Could you copy out all of the material below word for word, leaving the pictures out?

----

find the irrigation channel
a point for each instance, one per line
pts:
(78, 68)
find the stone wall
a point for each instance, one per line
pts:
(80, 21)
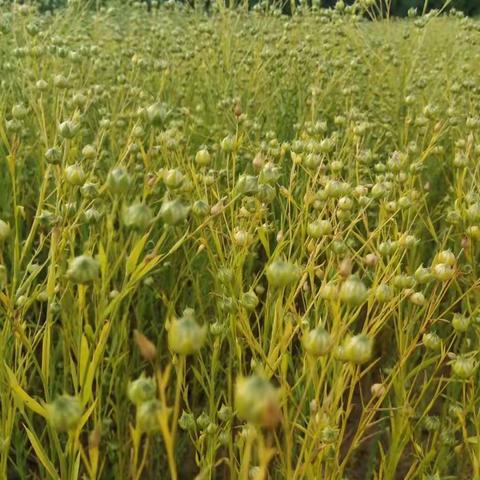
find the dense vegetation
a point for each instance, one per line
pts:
(239, 245)
(389, 7)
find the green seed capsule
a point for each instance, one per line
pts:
(432, 341)
(65, 413)
(173, 178)
(317, 342)
(246, 184)
(53, 155)
(3, 276)
(423, 275)
(281, 273)
(225, 413)
(137, 216)
(202, 158)
(249, 300)
(68, 129)
(460, 323)
(358, 349)
(185, 335)
(148, 416)
(257, 401)
(142, 389)
(353, 292)
(446, 257)
(156, 114)
(173, 212)
(187, 421)
(200, 209)
(118, 181)
(19, 111)
(83, 269)
(464, 367)
(74, 175)
(4, 230)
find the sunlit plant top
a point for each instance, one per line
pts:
(239, 245)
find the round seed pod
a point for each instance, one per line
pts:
(118, 181)
(83, 269)
(53, 155)
(74, 175)
(460, 323)
(358, 349)
(64, 413)
(4, 230)
(142, 389)
(257, 401)
(148, 416)
(137, 216)
(464, 367)
(281, 273)
(173, 212)
(185, 335)
(432, 341)
(203, 158)
(249, 300)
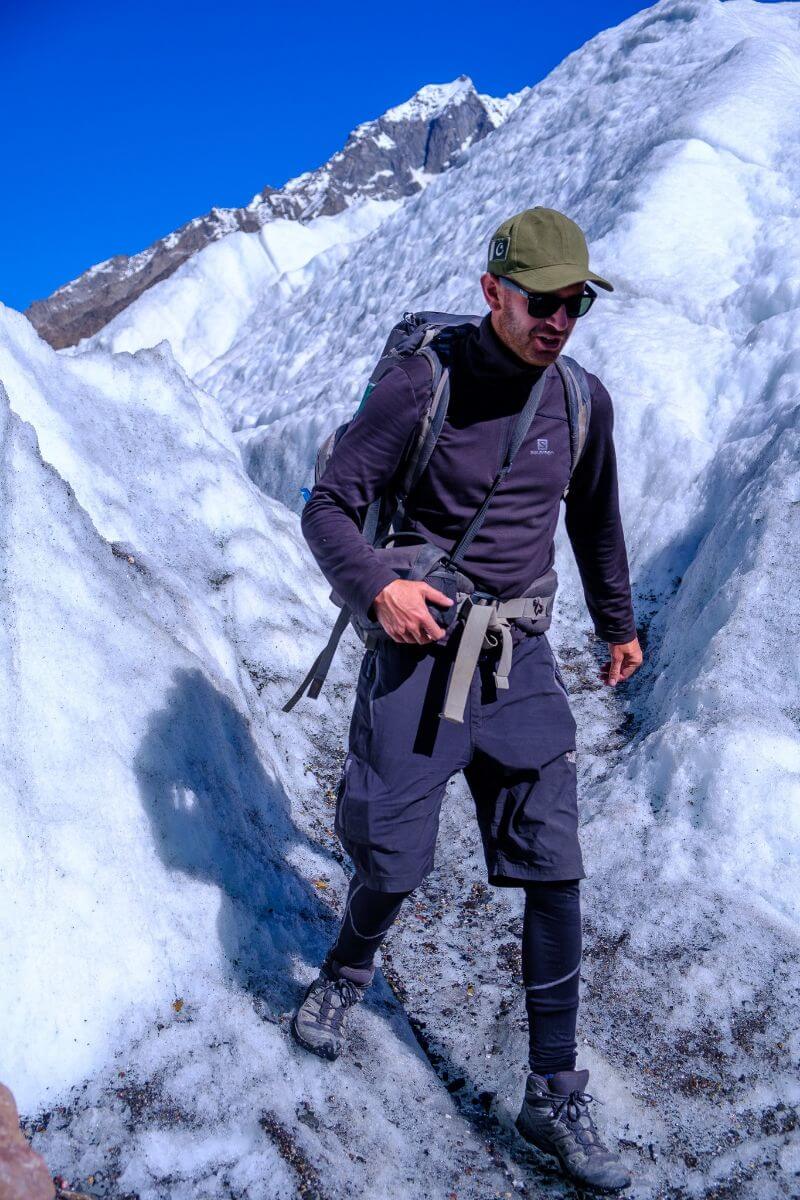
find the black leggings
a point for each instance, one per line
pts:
(551, 959)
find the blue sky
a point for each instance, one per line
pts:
(122, 121)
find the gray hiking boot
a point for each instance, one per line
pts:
(555, 1119)
(319, 1024)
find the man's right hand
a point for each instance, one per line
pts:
(402, 611)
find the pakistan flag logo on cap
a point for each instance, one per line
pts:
(499, 249)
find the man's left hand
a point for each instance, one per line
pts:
(625, 659)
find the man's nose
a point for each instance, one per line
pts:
(559, 319)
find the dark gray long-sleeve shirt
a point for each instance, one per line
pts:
(489, 385)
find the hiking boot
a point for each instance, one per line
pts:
(555, 1119)
(319, 1024)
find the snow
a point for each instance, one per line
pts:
(431, 100)
(203, 305)
(150, 691)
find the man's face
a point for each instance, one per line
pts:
(537, 341)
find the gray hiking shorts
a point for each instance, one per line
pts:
(516, 749)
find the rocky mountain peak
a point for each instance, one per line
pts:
(389, 157)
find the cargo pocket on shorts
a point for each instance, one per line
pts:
(360, 791)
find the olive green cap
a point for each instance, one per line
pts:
(542, 251)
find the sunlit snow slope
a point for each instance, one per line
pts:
(674, 142)
(162, 898)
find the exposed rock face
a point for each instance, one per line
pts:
(23, 1174)
(390, 157)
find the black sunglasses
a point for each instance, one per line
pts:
(545, 304)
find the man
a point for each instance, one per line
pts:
(516, 745)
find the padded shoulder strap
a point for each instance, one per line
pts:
(578, 405)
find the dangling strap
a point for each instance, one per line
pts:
(487, 624)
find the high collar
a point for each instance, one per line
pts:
(489, 358)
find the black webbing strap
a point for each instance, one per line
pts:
(521, 430)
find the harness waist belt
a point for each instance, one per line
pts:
(487, 625)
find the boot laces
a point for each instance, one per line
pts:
(337, 996)
(575, 1108)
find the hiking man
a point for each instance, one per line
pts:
(516, 743)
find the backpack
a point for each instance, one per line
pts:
(429, 335)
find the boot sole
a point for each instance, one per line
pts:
(602, 1188)
(328, 1054)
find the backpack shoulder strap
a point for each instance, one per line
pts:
(578, 406)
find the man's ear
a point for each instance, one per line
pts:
(491, 286)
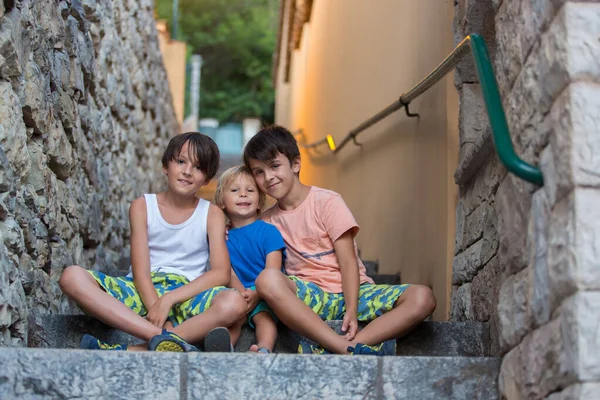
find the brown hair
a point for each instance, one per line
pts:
(268, 142)
(202, 149)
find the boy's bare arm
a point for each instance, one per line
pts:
(140, 254)
(344, 251)
(220, 267)
(235, 282)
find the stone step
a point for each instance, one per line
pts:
(466, 339)
(51, 373)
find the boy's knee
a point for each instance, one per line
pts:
(424, 299)
(269, 280)
(232, 303)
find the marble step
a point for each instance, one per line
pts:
(465, 339)
(87, 374)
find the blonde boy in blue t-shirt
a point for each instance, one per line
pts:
(253, 246)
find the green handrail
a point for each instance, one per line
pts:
(491, 96)
(495, 111)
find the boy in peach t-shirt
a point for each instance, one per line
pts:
(326, 278)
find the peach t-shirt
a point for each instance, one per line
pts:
(309, 232)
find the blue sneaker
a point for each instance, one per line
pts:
(387, 348)
(307, 348)
(89, 342)
(168, 341)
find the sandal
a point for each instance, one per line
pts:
(218, 340)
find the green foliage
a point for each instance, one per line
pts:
(236, 39)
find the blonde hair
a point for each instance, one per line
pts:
(228, 177)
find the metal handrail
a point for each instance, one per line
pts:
(491, 96)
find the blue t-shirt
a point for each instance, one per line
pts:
(248, 248)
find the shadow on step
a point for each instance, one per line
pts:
(460, 339)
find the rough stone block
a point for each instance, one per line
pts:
(280, 377)
(580, 314)
(513, 203)
(460, 303)
(485, 290)
(442, 378)
(543, 361)
(43, 373)
(539, 286)
(472, 157)
(585, 124)
(586, 249)
(578, 391)
(582, 21)
(550, 177)
(467, 263)
(510, 378)
(528, 102)
(472, 116)
(513, 311)
(509, 43)
(14, 44)
(36, 373)
(13, 135)
(483, 185)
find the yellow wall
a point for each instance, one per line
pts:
(174, 53)
(357, 57)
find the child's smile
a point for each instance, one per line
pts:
(240, 200)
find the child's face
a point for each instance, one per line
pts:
(276, 177)
(184, 174)
(240, 200)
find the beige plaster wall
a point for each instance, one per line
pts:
(356, 58)
(174, 57)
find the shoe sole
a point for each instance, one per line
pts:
(218, 340)
(169, 346)
(162, 343)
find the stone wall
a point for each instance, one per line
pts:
(85, 113)
(528, 258)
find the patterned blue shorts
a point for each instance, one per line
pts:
(373, 300)
(123, 289)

----

_COMPLETE OUTPUT:_
find the irrigation channel
a point for each instance, one per line
pts:
(78, 68)
find the stone wall
a point for each instance, one per line
pts:
(80, 21)
find the dense vegetation
a point for each instance, one per line
pts:
(239, 245)
(389, 7)
find the green seed capsule
a point for each instance, one per line
pts:
(432, 341)
(65, 413)
(173, 178)
(317, 342)
(246, 184)
(53, 155)
(3, 276)
(423, 275)
(281, 273)
(225, 413)
(137, 216)
(202, 158)
(249, 300)
(68, 129)
(460, 323)
(358, 349)
(185, 335)
(148, 416)
(257, 401)
(142, 389)
(353, 292)
(446, 257)
(156, 114)
(173, 212)
(187, 421)
(200, 209)
(118, 181)
(19, 111)
(83, 269)
(464, 367)
(74, 175)
(4, 230)
find the sunlit plant top
a point for each instance, one per line
pts:
(239, 245)
find the round seed pod
a point for each instance, one per line
pts:
(118, 181)
(83, 269)
(53, 155)
(74, 175)
(460, 323)
(358, 349)
(64, 413)
(4, 230)
(142, 389)
(257, 401)
(148, 416)
(137, 216)
(464, 367)
(281, 273)
(173, 212)
(185, 335)
(432, 341)
(203, 158)
(249, 300)
find the black leggings
a point for each instance, one per line
pts:
(551, 959)
find the blue sky
a point for each instance, one per line
pts:
(122, 121)
find the gray hiking boot
a point for each instance, one per line
pts:
(555, 1119)
(319, 1024)
find the man's right hand
a point for each instance, one per line
pts:
(402, 611)
find the pakistan flag logo on cap
a point for each instance, one per line
pts:
(499, 249)
find the man's left hand
a point for each instance, one per line
pts:
(625, 659)
find the man's nose
a point for each instance, one per line
pts:
(559, 319)
find the dark gray long-sleeve shirt
a point for each instance, one per line
pts:
(489, 385)
find the hiking boot
a point for each instance, one per line
pts:
(555, 1119)
(319, 1024)
find the snow
a point for each instance, one per line
pts:
(431, 100)
(203, 305)
(150, 691)
find the man's face
a point for each instance, one per line
pts:
(537, 341)
find the gray hiking shorts
a point for each instance, one per line
pts:
(516, 749)
find the rocky mountain peak
a point for each instance, one per line
pts:
(389, 157)
find the cargo pocket on shorts
a point for each instance, one per line
pts:
(360, 791)
find the olive green cap
a point for each instance, one per line
pts:
(542, 251)
find the sunlit snow slope
a point for each instance, one per line
pts:
(674, 142)
(162, 898)
find the exposed rock face
a point for each instance, one per line
pts:
(23, 1174)
(390, 157)
find the black sunglasses
a point for each instance, one per line
pts:
(545, 304)
find the man
a point for each instance, one per line
pts:
(516, 745)
find the padded shoulder strap
a point for each instance, one per line
pts:
(578, 405)
find the dangling strap
a point for each instance, one per line
pts:
(487, 624)
find the high collar
a point for each instance, one per line
pts:
(489, 358)
find the black webbing strap
a point for each instance, one per line
pts:
(521, 430)
find the harness waist belt
a point for each instance, one per line
pts:
(487, 625)
find the boot laces
a point for each instance, one per line
pts:
(337, 996)
(575, 1108)
find the hiking man
a point for each instance, one per line
pts:
(516, 743)
find the backpack
a point for each instance, one per line
pts:
(429, 335)
find the boot sole
a point for each instance, one per line
pts:
(602, 1188)
(328, 1054)
find the backpack shoulder strap
a point for each instance, one per line
pts:
(578, 406)
find the man's ear
a point for each instance, one per line
pts:
(491, 286)
find the brown hair
a point for each instance, one per line
pts:
(268, 142)
(202, 149)
find the boy's bare arm
a point for each instance, one per line
pts:
(140, 254)
(344, 251)
(220, 267)
(235, 282)
find the stone step
a point for each instance, one per line
pts:
(466, 339)
(51, 373)
find the boy's knee
a point for each instance, one per line
pts:
(424, 299)
(269, 280)
(232, 303)
find the marble step
a point for each instance, one per line
pts:
(465, 339)
(87, 374)
find the blonde boy in blue t-shirt
a point for each instance, one per line
pts:
(253, 246)
find the green handrail
a point for each instance, one per line
pts:
(491, 96)
(495, 111)
find the boy in peach t-shirt
a point for each instance, one per line
pts:
(326, 278)
find the peach t-shirt
a point for each instance, one per line
pts:
(309, 232)
find the blue sneaker
a point for each instance, one per line
pts:
(387, 348)
(307, 348)
(89, 342)
(168, 341)
find the sandal
a point for each instance, one per line
pts:
(218, 340)
find the green foliage
a point for each instance, one per line
pts:
(236, 39)
find the blonde hair
a point for each instance, one per line
pts:
(228, 177)
find the metal handrail
a point for each instance, one per line
pts:
(491, 96)
find the blue t-shirt
a point for each instance, one per line
pts:
(248, 248)
find the shadow on step
a point for each instance, one per line
pts:
(460, 339)
find the rough stone block
a point for each instance, one per line
pts:
(280, 377)
(580, 314)
(513, 203)
(460, 303)
(485, 290)
(442, 378)
(543, 361)
(43, 373)
(539, 286)
(472, 157)
(585, 124)
(586, 249)
(578, 391)
(582, 21)
(550, 177)
(467, 263)
(510, 378)
(528, 102)
(472, 116)
(513, 311)
(509, 43)
(14, 44)
(36, 373)
(13, 135)
(483, 185)
find the yellow wall
a point for each instance, one per line
pts:
(174, 53)
(357, 57)
find the child's smile
a point for each instance, one per line
pts:
(240, 200)
find the child's face
a point for each instance, one per line
pts:
(276, 177)
(184, 174)
(240, 200)
find the beige plaster wall
a point for each instance, one per line
pts:
(356, 58)
(174, 57)
find the shoe sole
a point for each instance, one per line
pts:
(218, 340)
(169, 346)
(162, 343)
find the stone wall
a point for each instance, one per line
pts:
(85, 113)
(528, 258)
find the patterned blue shorts
a point for each instance, one per line
pts:
(373, 300)
(123, 289)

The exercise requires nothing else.